- [The request] Please replace "precise coordinates" with "exact coordinates" everywhere it occurs in the data below. Reproduce the rest unchanged.
— START OF Exercise inputs —
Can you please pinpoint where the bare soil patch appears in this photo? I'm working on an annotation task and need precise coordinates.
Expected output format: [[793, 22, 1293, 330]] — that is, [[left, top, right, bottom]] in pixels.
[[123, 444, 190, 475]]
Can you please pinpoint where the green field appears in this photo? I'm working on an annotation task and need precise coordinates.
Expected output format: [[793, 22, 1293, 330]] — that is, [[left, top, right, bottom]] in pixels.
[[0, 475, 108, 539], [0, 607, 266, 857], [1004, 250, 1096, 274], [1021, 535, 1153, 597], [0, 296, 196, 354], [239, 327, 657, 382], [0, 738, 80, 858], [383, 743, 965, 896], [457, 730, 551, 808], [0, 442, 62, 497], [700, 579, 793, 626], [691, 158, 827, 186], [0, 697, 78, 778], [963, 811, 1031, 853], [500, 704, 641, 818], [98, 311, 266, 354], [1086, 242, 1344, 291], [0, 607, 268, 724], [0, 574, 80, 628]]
— END OF Exercise inputs —
- [Answer to this problem]
Can you please pinpoint where the bare soil patch appears in this photo? I'm working on an annotation task and need exact coordinates.
Expected output format: [[793, 22, 1293, 330]] — that is, [[left, top, right, bottom]] in pixels.
[[123, 444, 190, 475]]
Can you please pinpoint where the green field appears in this photo? I'm working on an annotation task and need exact coordinates.
Expected output format: [[793, 22, 1293, 330]] — that is, [[left, top, right, bottom]] in pixels.
[[0, 475, 108, 539], [0, 607, 266, 857], [1004, 250, 1096, 274], [1021, 535, 1153, 597], [0, 296, 196, 354], [239, 327, 657, 382], [0, 738, 80, 858], [383, 743, 965, 896], [457, 730, 551, 808], [0, 442, 62, 497], [700, 579, 793, 626], [691, 158, 827, 186], [0, 697, 78, 778], [963, 811, 1031, 853], [500, 704, 641, 818], [98, 311, 266, 354], [1086, 242, 1344, 291], [0, 607, 268, 724], [0, 574, 80, 628]]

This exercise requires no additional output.